§ **Документ**:
■ ■ ■

Аккуратнейшим образом расплачивался за свои приобретения и сам приезжал за ними в день закрытия выставки. Привозил с собой простыню, веревки, все тщательно упаковывал и увозил, как святыню. Он не имел своего дома, но все комнаты его квартиры были увешаны картинами. Придя домой, он усаживался перед ними и (по его выражению) беседовал с ними. Очевидно, искусство давало ему сильные переживания. Это был настоящий эстет. Получая от искусства здоровую пищу, он не предавался обычным затеям людей его среды. Жаловался на своего компаньона по торговле.
-- Подумайте: что ни праздник, он в Яру или другом вертепе. Ну, конечно, вино, цыгане и все прочее. Да еще первопуток справляет. Первый снег только забелит улицу -- он сейчас же нанимает тройку и на санях с компанией летит к Яру. Сани, конечно, изобьет по камням, приходится за все расплачиваться, зато прокатился по первой пороше. А у меня вот -- радость в картинах, да еще абонемент имею в оперу.

■ ■ ■

§ **Предоставленные сведения**:
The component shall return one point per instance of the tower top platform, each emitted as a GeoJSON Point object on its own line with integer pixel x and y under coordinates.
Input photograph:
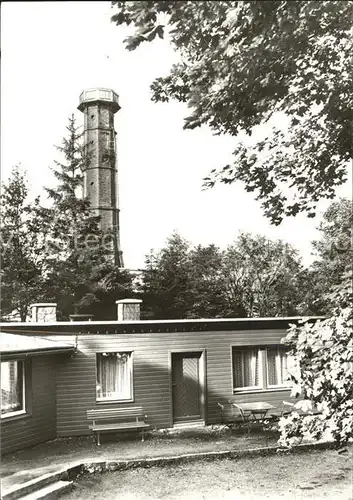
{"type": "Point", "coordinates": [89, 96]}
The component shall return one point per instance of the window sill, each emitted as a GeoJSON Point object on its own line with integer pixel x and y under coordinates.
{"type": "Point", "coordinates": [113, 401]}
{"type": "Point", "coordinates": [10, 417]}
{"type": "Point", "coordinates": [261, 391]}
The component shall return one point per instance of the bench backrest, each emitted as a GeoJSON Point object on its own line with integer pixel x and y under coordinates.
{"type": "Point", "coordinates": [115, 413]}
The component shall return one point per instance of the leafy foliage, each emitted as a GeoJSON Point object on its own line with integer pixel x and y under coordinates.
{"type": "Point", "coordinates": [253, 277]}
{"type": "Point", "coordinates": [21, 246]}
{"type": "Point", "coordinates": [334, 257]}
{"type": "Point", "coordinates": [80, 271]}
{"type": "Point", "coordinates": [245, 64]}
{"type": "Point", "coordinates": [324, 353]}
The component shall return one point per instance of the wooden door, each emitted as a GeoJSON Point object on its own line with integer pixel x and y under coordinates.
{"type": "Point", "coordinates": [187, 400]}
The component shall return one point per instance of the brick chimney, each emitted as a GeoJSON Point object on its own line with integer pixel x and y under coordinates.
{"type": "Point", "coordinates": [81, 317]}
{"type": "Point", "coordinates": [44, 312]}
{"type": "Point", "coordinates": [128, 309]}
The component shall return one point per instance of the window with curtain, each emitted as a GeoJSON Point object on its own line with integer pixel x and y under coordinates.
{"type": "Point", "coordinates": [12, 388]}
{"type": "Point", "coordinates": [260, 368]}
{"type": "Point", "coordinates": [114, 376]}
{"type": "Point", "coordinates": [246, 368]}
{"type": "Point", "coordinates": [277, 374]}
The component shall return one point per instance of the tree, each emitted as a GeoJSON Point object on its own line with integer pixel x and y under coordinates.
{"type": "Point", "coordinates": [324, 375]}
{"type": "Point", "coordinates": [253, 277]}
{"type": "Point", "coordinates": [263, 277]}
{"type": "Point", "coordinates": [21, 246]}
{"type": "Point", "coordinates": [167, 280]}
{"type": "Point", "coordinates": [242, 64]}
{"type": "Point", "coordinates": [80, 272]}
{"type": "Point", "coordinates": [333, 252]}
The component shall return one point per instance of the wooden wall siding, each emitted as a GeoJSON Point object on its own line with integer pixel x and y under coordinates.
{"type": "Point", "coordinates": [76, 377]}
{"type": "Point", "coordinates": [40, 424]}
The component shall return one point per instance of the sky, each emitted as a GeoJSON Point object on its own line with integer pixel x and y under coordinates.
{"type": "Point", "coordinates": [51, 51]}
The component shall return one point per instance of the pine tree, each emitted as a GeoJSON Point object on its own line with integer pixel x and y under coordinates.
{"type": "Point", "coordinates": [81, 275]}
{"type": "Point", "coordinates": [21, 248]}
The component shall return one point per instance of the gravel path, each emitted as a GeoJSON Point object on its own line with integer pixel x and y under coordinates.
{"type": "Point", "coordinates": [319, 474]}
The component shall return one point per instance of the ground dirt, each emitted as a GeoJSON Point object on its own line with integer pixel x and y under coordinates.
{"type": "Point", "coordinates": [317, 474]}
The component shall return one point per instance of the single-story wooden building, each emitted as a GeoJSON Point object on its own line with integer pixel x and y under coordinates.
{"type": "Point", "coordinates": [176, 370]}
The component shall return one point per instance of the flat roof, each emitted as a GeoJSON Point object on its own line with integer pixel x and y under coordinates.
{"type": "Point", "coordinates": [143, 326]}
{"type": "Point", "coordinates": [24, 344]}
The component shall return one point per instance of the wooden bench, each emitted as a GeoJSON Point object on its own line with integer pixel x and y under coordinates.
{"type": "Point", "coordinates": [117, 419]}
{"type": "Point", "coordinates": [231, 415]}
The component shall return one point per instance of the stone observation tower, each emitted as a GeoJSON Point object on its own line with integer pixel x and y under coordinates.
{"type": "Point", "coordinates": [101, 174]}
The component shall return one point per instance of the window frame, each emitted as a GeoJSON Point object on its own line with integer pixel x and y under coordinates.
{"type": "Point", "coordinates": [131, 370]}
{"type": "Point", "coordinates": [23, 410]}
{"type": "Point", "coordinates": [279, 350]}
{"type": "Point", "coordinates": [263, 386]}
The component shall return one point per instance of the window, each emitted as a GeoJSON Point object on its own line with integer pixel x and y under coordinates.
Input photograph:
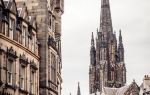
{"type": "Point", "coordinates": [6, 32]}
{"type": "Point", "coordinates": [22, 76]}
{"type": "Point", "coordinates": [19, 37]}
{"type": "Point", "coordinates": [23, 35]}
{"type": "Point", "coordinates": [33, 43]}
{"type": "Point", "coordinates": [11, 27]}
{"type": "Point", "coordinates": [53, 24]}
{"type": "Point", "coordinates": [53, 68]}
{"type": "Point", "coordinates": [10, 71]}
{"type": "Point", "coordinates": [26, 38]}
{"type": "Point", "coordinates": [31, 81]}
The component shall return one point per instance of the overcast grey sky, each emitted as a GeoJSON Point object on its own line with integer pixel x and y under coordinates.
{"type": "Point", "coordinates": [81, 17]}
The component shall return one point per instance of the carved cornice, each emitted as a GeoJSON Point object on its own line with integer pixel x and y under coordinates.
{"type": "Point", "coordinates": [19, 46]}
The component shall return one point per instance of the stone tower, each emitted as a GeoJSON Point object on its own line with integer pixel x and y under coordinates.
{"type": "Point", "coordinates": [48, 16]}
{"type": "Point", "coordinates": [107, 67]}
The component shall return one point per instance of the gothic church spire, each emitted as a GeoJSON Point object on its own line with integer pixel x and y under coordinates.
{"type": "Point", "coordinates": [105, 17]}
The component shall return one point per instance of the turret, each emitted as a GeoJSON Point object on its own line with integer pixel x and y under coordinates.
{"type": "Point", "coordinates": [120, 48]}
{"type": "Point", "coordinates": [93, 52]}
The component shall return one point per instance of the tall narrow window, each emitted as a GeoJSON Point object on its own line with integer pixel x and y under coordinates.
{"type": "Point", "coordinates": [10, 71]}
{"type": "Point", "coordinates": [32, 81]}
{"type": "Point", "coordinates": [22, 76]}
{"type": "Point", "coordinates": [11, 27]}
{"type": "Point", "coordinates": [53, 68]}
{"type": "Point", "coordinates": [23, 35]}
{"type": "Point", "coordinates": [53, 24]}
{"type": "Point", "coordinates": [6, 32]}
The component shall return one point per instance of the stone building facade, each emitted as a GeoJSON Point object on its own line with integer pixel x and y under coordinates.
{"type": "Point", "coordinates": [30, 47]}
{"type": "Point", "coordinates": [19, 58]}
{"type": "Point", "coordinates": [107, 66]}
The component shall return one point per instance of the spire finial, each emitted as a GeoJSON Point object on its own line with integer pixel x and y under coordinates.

■ ■ ■

§ **Поставленная цель**: Продолжите текст о собирателе картин, начав сразу после его последней фразы. Записи никак не связаны с текстом о собирателе картин.

§ **Результат задания**:
Таких, как Воробьев, было в Москве несколько. В большинстве это были старики, народ малообразованный, но любящий и ценящий искусство. А вот их дети, получившие даже высшее образование, не все отличались большой чуткостью к искусству. Часто их приобретения на выставках носили характер прихоти, траты денег от избытка. Таковы были братья Морозовы. Они являлись на выставку, иногда вдвоем или втроем, приобретали вещи, а некоторое время спустя, при расплате, забывали даже, кто из них и что купил. Сперва они приобретали картины на передвижной выставке, потом искусство передвижников им надоело, и они стали собирать произведения новых течений, а картины передвижников выбросили из своих собраний. Дальше они перешли на иностранных художников, меняя свои взгляды и вкусы на искусство, как моду на костюмы.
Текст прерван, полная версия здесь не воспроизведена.